From colonial rivalries to a national mental health strategy
Historical development of mental health services in Australia
This history is entwined with the impact of European (British) invasion and settlement, initially in 1788, to form penal colonies to alleviate the overcrowding of English jails. As European settlement in Australia expanded, the colonisers tried to come to terms with this remote vast landscape, and fought with the original Aboriginal inhabitants over land and resources. This resulted in fear and isolation for Europeans, and widespread, deadly epidemics and determined attempts at extermination, seriously endangering the indigenous peoples. People of European stock were, therefore, seen as vulnerable to ‘bush madness’, ‘moral insanity’, ‘sunstroke’ and ‘intemperance’, the latter being due to binge drinking and adulterated alcohol. Aboriginal peoples have been subjected to dispossession and ‘spirit-breaking’: largely undocumented emotional traumas through massacres, forced removal from their parents (‘the lost generations’), traditional lands, culture and language, amounting to genocide (Rosen, 1994,Wilson, 1997).

• _Supplied entries_
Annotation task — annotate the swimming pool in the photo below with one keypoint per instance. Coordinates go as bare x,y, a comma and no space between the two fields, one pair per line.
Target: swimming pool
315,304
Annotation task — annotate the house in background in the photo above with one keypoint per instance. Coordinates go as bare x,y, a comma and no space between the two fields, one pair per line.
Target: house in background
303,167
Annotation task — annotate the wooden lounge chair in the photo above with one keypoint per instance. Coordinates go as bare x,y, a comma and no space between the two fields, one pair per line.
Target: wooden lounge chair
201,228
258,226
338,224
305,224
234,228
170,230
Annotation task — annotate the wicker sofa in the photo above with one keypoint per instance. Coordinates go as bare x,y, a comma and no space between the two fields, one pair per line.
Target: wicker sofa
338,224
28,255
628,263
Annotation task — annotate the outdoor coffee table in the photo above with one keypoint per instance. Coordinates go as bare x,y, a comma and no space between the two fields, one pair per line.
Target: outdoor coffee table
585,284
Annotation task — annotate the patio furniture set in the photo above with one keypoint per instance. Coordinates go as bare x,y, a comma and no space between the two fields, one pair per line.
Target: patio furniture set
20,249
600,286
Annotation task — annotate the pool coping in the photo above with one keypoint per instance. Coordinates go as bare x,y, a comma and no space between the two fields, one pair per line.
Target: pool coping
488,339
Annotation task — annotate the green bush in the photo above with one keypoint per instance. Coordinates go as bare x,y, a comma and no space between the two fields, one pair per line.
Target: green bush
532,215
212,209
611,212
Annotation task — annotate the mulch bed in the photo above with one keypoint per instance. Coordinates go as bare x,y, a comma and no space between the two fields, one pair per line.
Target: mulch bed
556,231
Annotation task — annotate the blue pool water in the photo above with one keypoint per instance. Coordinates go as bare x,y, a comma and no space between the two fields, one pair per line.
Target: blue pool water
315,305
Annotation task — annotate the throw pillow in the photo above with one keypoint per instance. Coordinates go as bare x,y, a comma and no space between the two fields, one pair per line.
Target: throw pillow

• _Problems to solve_
1: According to the passage on the history of mental health services in Australia, in what year did European settlement begin?
2: Continue the passage on the history of mental health services in Australia, starting after its last sentence.

• _Responses_
1: 1788

2:
Initially, people with mental illness were confined in irons on ships and in jails alongside troublesome convicts. It was some years before the first suicide was recorded: ‘When life is cheap suicide is rare’ (Dax, 1989). No separate provision was made until 1811, with the first small institution for the ‘insane' opening in Castle Hill, New South Wales, (NSW) accommodating 20 people. Two small asylums were opened in Van Dieman's Land, now Tasmania,in 1824.The first large asylum at Tarban Creek, NSW,was opened in 1838 (later named Gladesville Hospital, which finally ceased operating as an in-patient psychiatric facility in 1997).